◆ SUPPLIED DATA:
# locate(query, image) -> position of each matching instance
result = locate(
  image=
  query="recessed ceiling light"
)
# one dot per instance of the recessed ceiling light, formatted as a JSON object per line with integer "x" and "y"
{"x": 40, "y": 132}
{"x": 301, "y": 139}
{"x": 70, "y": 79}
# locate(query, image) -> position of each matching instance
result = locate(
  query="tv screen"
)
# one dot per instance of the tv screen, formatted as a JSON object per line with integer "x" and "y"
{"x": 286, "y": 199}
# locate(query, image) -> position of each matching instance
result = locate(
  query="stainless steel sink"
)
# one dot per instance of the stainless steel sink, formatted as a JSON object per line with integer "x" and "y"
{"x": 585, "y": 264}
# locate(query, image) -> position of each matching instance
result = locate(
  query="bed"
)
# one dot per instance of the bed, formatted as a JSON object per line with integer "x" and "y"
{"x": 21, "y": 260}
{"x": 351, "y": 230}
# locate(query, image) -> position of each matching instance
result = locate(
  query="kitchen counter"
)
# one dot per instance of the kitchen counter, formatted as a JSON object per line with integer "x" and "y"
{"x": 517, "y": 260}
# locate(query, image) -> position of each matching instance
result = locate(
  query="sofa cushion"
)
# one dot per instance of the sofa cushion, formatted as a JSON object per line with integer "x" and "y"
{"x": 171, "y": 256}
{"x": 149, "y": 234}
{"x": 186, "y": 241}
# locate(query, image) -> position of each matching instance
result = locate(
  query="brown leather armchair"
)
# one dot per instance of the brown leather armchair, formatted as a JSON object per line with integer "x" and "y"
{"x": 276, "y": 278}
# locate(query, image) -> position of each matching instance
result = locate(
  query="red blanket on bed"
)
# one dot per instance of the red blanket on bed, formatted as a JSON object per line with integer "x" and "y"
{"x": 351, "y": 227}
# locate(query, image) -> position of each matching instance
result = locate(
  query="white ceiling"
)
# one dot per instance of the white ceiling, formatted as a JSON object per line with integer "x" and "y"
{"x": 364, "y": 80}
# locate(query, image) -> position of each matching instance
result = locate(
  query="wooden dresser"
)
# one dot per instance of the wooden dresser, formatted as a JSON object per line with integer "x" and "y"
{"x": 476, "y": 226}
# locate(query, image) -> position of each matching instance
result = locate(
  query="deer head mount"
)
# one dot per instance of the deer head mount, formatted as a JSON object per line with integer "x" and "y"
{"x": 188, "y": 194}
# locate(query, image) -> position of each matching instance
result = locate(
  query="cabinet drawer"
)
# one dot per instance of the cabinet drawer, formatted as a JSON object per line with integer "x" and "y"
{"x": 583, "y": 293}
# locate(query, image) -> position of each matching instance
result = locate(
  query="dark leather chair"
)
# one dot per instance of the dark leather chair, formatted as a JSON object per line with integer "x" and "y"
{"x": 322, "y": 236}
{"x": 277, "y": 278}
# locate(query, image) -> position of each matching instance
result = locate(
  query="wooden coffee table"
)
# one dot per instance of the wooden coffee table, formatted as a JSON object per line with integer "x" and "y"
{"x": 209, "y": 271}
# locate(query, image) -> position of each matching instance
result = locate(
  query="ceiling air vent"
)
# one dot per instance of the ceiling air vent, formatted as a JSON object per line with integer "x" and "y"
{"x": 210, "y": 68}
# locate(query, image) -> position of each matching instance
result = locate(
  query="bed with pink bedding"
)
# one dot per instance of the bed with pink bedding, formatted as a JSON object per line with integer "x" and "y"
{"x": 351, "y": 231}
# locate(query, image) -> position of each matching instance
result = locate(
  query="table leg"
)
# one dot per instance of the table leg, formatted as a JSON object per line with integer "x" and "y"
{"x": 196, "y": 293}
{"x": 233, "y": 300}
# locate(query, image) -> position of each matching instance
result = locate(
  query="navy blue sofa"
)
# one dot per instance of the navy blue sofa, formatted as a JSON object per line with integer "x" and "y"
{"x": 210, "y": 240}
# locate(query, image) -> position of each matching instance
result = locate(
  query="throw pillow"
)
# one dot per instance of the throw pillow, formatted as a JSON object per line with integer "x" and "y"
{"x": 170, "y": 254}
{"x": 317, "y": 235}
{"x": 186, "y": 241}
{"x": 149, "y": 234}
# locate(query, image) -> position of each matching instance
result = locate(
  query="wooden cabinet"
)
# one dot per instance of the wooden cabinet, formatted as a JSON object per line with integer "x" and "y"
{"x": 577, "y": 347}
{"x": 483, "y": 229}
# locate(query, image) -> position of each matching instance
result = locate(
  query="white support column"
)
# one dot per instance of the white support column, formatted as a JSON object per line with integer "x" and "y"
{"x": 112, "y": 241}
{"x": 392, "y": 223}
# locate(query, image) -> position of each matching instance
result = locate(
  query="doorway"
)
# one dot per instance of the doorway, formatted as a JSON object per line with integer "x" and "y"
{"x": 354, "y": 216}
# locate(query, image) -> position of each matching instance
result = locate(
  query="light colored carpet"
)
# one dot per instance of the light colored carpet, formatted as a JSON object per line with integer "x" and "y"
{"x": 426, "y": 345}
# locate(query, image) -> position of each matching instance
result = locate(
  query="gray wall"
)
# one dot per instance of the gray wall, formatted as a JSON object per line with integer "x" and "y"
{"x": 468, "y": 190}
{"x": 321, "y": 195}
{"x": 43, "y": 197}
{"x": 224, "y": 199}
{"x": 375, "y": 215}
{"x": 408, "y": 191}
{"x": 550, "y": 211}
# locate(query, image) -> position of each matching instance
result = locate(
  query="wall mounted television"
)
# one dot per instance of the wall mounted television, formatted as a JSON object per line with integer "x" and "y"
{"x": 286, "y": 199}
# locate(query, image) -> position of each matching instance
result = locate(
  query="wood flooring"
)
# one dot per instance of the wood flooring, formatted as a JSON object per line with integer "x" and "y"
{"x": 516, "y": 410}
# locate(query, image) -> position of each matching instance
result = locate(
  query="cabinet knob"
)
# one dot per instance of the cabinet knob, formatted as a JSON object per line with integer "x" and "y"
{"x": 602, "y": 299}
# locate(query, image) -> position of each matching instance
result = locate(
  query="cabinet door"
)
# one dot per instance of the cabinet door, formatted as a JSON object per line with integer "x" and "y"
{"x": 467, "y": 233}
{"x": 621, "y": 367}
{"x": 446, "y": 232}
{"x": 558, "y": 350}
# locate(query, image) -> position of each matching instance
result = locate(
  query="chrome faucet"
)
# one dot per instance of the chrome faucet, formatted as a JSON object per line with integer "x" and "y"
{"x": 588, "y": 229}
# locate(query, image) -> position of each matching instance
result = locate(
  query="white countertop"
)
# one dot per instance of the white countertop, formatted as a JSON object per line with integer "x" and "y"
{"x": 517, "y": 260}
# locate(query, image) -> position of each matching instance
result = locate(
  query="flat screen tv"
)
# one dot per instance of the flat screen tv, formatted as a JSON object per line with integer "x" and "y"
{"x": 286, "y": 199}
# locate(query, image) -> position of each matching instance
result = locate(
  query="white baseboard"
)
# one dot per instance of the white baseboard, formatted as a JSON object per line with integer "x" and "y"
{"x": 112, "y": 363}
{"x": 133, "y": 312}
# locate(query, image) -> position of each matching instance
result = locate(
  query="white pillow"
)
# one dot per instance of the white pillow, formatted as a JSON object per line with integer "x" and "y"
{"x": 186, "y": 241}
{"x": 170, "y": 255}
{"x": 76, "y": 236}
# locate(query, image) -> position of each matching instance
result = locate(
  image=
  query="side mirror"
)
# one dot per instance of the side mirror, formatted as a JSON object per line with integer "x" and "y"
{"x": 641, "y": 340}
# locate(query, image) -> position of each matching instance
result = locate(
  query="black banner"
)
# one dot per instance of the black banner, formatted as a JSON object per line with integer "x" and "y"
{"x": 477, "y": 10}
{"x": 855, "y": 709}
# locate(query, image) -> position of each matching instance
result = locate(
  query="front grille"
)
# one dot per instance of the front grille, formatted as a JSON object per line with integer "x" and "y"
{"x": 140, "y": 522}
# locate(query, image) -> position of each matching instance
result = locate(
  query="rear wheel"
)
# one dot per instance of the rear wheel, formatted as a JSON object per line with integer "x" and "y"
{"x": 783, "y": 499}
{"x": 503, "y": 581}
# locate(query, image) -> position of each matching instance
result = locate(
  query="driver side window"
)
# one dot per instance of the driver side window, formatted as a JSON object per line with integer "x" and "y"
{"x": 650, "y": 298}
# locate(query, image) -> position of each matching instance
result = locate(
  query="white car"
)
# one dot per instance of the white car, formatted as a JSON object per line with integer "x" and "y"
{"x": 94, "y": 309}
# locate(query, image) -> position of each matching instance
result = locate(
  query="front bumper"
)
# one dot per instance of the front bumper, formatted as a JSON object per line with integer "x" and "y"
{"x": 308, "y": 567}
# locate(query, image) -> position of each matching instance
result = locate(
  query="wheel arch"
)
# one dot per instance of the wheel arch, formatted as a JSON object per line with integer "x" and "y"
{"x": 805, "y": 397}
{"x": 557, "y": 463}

◆ YOUR TASK: Copy, exactly and with nothing added, the lines from the one containing "# one dot per instance of the front bumper, formatted" through the end of the records.

◆ FINISHED TASK:
# one dot per instance of the front bumper, formatted as a JSON object per line with integer "x" and "y"
{"x": 308, "y": 567}
# locate(query, image) -> position of each matching instance
result = locate(
  query="wheel arch"
)
# one dot per instance of the wheel arch, formatted as a JSON object per line with integer "x" and "y"
{"x": 805, "y": 397}
{"x": 557, "y": 463}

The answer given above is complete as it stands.